*WHAT TO DO*
Rescale the data from its first line through the line containing "55, 392, 109, 450", both ends included. Repeat every line, requests too, but multiply each box coordinate in the answers by 1.55 and round to whole numbers, with halves rounded up. Leave the numbers in the requests and their format samples unchanged.

________________________________________

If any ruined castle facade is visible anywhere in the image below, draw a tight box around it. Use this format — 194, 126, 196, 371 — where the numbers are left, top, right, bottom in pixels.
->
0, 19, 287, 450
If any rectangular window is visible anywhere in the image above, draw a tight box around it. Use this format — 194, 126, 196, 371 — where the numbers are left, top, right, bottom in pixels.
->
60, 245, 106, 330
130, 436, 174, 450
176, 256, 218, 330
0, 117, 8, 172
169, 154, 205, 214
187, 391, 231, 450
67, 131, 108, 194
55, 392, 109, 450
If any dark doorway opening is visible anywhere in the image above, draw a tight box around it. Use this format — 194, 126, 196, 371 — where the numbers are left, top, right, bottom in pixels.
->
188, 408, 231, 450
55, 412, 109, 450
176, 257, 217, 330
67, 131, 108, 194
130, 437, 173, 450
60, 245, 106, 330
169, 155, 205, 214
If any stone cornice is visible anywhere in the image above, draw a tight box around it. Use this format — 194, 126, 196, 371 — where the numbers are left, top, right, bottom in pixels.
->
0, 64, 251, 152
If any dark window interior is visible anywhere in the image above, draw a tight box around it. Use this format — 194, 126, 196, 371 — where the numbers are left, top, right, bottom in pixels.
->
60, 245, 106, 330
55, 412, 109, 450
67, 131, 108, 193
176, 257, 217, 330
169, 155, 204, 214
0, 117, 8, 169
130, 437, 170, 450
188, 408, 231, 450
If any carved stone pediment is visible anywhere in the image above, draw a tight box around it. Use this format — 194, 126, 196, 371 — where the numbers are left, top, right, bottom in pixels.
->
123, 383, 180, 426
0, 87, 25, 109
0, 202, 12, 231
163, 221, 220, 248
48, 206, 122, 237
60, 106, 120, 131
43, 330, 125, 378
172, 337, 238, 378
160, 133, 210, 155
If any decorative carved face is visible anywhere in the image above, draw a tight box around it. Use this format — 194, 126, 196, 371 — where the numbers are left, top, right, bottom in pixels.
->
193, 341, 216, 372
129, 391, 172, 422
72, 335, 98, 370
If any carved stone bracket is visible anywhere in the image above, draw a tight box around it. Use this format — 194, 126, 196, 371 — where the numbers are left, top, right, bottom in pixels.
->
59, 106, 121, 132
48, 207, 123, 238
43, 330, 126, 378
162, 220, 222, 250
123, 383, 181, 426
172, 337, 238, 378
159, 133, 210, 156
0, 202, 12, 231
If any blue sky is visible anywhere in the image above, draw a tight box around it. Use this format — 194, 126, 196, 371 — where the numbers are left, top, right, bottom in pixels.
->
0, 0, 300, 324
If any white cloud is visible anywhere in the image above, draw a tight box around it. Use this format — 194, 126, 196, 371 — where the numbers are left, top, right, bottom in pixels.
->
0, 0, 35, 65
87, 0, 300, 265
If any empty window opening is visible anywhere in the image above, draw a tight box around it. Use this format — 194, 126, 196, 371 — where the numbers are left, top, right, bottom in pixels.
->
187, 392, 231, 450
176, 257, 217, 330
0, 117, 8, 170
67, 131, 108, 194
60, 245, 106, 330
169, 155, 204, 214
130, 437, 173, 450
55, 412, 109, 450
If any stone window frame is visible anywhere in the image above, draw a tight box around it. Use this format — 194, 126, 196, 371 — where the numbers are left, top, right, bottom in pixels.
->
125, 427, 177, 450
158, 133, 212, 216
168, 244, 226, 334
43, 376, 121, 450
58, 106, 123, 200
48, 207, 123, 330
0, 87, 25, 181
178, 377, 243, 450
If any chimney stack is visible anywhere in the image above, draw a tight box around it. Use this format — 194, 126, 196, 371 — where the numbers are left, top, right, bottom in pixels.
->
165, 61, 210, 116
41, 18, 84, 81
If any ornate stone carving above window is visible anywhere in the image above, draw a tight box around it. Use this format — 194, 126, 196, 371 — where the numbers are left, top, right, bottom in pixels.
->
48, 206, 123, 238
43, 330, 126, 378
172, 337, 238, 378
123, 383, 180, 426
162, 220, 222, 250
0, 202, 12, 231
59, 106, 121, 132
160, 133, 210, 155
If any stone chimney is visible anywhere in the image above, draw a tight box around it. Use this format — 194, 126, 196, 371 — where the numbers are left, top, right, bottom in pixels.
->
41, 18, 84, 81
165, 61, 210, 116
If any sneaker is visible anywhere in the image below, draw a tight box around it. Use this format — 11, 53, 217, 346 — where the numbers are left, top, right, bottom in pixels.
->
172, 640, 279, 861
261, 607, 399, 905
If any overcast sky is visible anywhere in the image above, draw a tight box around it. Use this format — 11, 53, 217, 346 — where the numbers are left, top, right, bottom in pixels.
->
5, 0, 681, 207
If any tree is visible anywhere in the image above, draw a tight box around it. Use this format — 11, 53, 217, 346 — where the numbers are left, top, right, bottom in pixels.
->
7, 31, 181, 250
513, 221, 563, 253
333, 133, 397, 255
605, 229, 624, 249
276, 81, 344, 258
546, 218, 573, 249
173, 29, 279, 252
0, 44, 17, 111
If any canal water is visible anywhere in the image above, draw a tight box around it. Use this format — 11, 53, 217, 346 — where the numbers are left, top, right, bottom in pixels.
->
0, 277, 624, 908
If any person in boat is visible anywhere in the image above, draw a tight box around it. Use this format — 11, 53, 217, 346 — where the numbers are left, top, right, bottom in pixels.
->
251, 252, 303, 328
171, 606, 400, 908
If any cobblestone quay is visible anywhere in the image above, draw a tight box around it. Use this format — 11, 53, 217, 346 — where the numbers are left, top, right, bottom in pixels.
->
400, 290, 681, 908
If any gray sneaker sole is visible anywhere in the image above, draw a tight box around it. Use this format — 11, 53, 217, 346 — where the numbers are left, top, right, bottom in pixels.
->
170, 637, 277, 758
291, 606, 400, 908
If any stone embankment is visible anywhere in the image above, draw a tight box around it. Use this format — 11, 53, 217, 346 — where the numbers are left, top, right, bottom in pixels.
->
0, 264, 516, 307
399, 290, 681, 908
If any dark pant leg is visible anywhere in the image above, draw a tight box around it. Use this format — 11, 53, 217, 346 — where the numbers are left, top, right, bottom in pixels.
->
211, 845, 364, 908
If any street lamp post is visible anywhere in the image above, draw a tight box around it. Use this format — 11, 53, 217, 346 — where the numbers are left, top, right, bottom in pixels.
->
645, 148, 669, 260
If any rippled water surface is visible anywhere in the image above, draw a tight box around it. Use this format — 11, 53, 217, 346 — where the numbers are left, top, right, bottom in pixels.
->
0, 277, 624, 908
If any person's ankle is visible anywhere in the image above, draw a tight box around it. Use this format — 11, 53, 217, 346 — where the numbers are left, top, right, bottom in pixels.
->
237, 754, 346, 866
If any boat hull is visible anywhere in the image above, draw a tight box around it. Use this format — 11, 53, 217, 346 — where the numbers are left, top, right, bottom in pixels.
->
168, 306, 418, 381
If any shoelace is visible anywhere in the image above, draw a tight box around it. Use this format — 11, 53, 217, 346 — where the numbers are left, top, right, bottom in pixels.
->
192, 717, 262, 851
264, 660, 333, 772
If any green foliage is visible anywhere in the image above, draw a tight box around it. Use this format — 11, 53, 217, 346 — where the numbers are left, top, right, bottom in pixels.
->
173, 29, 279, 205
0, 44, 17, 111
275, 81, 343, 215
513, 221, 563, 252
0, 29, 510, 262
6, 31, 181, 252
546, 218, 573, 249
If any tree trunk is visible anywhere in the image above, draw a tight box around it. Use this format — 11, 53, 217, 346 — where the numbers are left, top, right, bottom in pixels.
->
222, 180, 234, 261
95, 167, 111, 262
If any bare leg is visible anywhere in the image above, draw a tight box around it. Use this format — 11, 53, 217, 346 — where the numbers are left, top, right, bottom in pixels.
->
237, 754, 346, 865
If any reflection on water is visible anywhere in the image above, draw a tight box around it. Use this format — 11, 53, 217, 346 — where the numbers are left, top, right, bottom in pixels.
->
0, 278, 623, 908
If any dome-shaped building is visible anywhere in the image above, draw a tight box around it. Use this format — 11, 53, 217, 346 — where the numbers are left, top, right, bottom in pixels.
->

________________________________________

*WRITTEN ANSWER*
If any ruined castle facade is visible anywhere in the image below, draw a tight box around it. Use this format — 194, 126, 196, 371 — where the numbers are left, top, right, bottom in pixels.
->
0, 29, 445, 698
If any rectangular window is visible anywhere in the image above, draw a tight box around it. Use this format — 194, 126, 196, 371 — where the numbers are left, top, right, bottom in pixels.
->
93, 380, 164, 512
202, 676, 270, 698
273, 397, 338, 512
0, 181, 12, 267
262, 239, 318, 332
290, 606, 358, 698
104, 203, 167, 301
85, 608, 169, 698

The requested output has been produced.